What the task asks
In the SweetAlert2 Blazor package description, which package is named as the replacement for this deprecated one?

Document extract

----------------

A beautiful, responsive, customizable, accessible (WAI-ARIA) replacement for JavaScript's popup boxes.


See SweetAlert2 in action β†—


Build Status Nuget (with prereleases)

This package is deprecated. Use CurrieTechnologies.Razor.SweetAlert2

πŸ™Œ Includes themes from the Official SweetAlert2 Themes project πŸ™Œ

Installation

Install-Package CurrieTechnologies.Blazor.SweetAlert2 --IncludePrerelease

Or grab from Nuget

Usage

Register the service in your Startup file.

// Startup.cs
public void ConfigureServices(IServiceCollection services)
{
...
	services.AddSweetAlert2();
...
}

OR

If you want to use one of the Official SweetAlert2 themes

// Startup.cs
public void ConfigureServices(IServiceCollection services)
{
...
	services.AddSweetAlert2(options => {
		options.Theme = SweetAlertTheme.Dark;
	});
...
}

Inject the SweetAlertService into any Blazor component

// Sample.razor
@inject SweetAlertService Swal;
<button class="btn btn-primary"
		@onclick="@(async () => await Swal.FireAsync("Any fool can use a computer"))">
	Try me!
</button>

Examples

The most basic message:

await Swal.FireAsync("Hello world!");

A message signaling an error:

await Swal.FireAsync("Oops...", "Something went wrong!", "error");

Handling the result of SweetAlert2 modal:

// async/await
SweetAlertResult result = await Swal.FireAsync(new SweetAlertOptions
	{
		Title = "Are you sure?",
		Text = "You will not be able to recover this imaginary file!",
		Type = SweetAlertType.Warning,
		ShowCancelButton = true,
		ConfirmButtonText = "Yes, delete it!",
		CancelButtonText = "No, keep it"
	});

if (!string.IsNullOrEmpty(result.Value))
{
	await Swal.FireAsync(
		"Deleted",
		"Your imaginary file has been deleted.",
		SweetAlertType.Success
		);
}
else if (result.Dismiss == DismissReason.Cancel)
{
	await Swal.FireAsync(
		"Cancelled",
		"Your imaginary file is safe :)",
		SweetAlertType.Error
		);
}

// Promise/Task based
Swal.FireAsync(new SweetAlertOptions
	{
		Title = "Are you sure?",
		Text = "You will not be able to recover this imaginary file!",
		Type = SweetAlertType.Warning,
		ShowCancelButton = true,
		ConfirmButtonText = "Yes, delete it!",
		CancelButtonText = "No, keep it"
	}).ContinueWith(swalTask => 
	{
		SweetAlertResult result = swalTask.Result;
		if (!string.IsNullOrEmpty(result.Value))
		{
			Swal.FireAsync(
				"Deleted",
				"Your imaginary file has been deleted.",
				SweetAlertType.Success
				);
		}
		else if (result.Dismiss == DismissReason.Cancel)
		{
			Swal.FireAsync(
				"Cancelled",
				"Your imaginary file is safe :)",
				SweetAlertType.Error
				);
		}
	});

Notable differences from the JavaScript library

  • No methods that return an HTMLElement are included (e. g. Swal.getContainer())
  • The value of a SweetAlertResult (result.Value) can only be a string (or a collection of strings if returned from a queue request). Numbers and booleans must be converted. Object must be parsed to/from JSON in your code.

----------------

Raw data
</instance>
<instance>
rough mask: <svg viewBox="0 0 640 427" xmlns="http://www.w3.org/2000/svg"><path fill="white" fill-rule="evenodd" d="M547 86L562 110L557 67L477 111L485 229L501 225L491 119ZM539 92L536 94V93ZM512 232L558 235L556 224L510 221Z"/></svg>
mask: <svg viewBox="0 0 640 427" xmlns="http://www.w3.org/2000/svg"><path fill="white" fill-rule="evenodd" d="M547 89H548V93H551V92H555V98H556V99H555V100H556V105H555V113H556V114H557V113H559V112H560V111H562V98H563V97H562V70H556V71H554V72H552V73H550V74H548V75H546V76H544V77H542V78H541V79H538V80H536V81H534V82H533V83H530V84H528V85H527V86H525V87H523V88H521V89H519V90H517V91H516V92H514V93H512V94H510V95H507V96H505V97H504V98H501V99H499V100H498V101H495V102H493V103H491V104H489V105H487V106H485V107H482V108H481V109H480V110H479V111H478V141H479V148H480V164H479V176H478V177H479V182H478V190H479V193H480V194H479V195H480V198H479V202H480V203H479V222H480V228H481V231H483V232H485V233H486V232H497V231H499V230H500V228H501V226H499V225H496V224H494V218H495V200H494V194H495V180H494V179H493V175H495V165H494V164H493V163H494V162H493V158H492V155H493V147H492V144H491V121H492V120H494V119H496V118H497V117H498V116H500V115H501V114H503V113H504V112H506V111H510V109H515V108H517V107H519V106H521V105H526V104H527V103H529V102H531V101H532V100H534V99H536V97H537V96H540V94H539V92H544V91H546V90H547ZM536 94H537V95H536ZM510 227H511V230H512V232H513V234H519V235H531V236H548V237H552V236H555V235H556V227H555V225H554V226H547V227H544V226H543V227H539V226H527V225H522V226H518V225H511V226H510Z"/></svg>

----------------

Task solution
CurrieTechnologies.Razor.SweetAlert2